**任务说明**
A – 根据阅读文段的摘要,物化为什么会削弱个人的创造性和批判精神?
B – 列出阅读文段给出的全部关键词。
C – 把阅读文段中从“关键词:数字技术;资本主义;数据;物化”到“现象呈现出数字化的发展态势。”的这一段原样写出来。

摘 要:数字技术背景下,数据已经成为核心生产要素,为资本物化过程赋予了数字化特征。随着劳动力从传统的雇佣劳动者扩展至平台零工和数字用户,数据成为物化社会关系新的载体与介质。这种物化现象不仅在生产、交换和消费环节中得到体现,还延伸至社会领域,从而削弱了个体的创造性和批判精神。数据被塑造成新的物神,商品拜物教演变为数字拜物教。数字化进程中的物化发展,实质上掩盖了资本剥夺和扩张的本质,以一种虚幻的形式为资本主义的合法性进行辩护。
关键词:数字技术;资本主义;数据;物化
中图分类号:B515 文献标识码:A 文章编号:1009 — 2234(2024)09 — 0048 — 06
物化是马克思中晚期经济学研究的重要命题。在20世纪20年代,卢卡奇对马克思的物化理论进行了系统解读[1]。到了20 世纪70年代,广松涉提出,马克思在研究社会关系颠倒为物的关系时使用了物象化(Versachlichung)与物化(Verdinglichung)两个概念,物象化是指主体转化为客体,物化则是表示人与人之间的社会关系宛如物与物的关系[2]。国内学者认为,物化包括资本主义生产关系的事物化和资本主义生产方式的神秘化,社会关系的物化两个层面[3]。一些学者还指出,资本主义生产方式是物化根源,物化有劳动力物化、社会关系物化和人性的物化三重意蕴[4]。资本主义生产关系是物化生成的根本原因,生产领域的对象性活动是物化的起点,社会关系物化和数字拜物教的滋生是物化的进一步延伸。当代数字技术的发展没有克服资本主义社会的物化问题,反而使得物化现象呈现出数字化的发展态势。
一、从“对象性活动”到“物化”
马克思在《1844年经济学哲学手稿》中提出“人是对象性活动”这一本体论原理,在此基础上,以人类拥有的“对象性的本质力量”这个前提之下开启了从 “对象性活动”到“物化”的研究历程[5]209。
当人类作为大自然的产物踏上地球之时,就展示出了从事“对象性活动”的“对象性的本质力量”,拥有“一切自然力的人通过自己的外化把自己现实的、对象性的本质力量设定为异己的对象时,设定并不是主体;它是对象性的本质力量的主体性,因此这些本质力量的活动也必须是对象性的行动。”[5]209马克思所说的“对象性的本质力量”,是指饱含“激情、热情”的人以主体的姿态把包括自身在内的自然界作为活动对象的力量,这种力量呈现出“对象性”“对象性活动”和“对象性关系”三个特性。

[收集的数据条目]

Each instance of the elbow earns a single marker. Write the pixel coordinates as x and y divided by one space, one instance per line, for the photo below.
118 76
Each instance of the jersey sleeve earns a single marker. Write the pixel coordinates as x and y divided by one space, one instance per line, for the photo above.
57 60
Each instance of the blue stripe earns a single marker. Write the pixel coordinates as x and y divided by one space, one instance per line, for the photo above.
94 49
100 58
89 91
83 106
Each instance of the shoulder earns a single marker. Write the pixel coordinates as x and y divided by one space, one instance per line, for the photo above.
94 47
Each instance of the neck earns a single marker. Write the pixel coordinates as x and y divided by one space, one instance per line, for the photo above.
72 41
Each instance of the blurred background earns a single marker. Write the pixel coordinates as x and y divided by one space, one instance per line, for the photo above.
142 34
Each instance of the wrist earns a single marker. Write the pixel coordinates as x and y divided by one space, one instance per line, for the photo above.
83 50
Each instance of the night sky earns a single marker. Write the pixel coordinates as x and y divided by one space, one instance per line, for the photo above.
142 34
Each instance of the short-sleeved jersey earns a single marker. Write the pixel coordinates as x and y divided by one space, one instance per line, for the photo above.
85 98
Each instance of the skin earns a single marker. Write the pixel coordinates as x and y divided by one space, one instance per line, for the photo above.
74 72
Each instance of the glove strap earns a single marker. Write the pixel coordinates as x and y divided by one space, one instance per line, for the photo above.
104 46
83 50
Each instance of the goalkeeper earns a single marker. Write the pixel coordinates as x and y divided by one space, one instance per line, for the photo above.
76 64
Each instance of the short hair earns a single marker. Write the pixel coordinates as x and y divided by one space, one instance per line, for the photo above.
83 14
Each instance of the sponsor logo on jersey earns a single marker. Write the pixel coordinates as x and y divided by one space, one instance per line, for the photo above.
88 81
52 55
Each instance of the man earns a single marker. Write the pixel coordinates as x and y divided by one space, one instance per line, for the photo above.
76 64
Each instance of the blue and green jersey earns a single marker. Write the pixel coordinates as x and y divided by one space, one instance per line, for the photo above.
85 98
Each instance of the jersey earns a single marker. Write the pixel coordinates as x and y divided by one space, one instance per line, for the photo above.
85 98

**参考答案**
A – 因为物化不只出现在生产、交换和消费这些环节,还扩展到了社会领域,所以削弱了个人的创造性和批判精神。

B – 数字技术、资本主义、数据、物化

C –
关键词:数字技术;资本主义;数据;物化
中图分类号:B515 文献标识码:A 文章编号:1009 — 2234(2024)09 — 0048 — 06
物化是马克思中晚期经济学研究的重要命题。在20世纪20年代,卢卡奇对马克思的物化理论进行了系统解读[1]。到了20 世纪70年代,广松涉提出,马克思在研究社会关系颠倒为物的关系时使用了物象化(Versachlichung)与物化(Verdinglichung)两个概念,物象化是指主体转化为客体,物化则是表示人与人之间的社会关系宛如物与物的关系[2]。国内学者认为,物化包括资本主义生产关系的事物化和资本主义生产方式的神秘化,社会关系的物化两个层面[3]。一些学者还指出,资本主义生产方式是物化根源,物化有劳动力物化、社会关系物化和人性的物化三重意蕴[4]。资本主义生产关系是物化生成的根本原因,生产领域的对象性活动是物化的起点,社会关系物化和数字拜物教的滋生是物化的进一步延伸。当代数字技术的发展没有克服资本主义社会的物化问题,反而使得物化现象呈现出数字化的发展态势。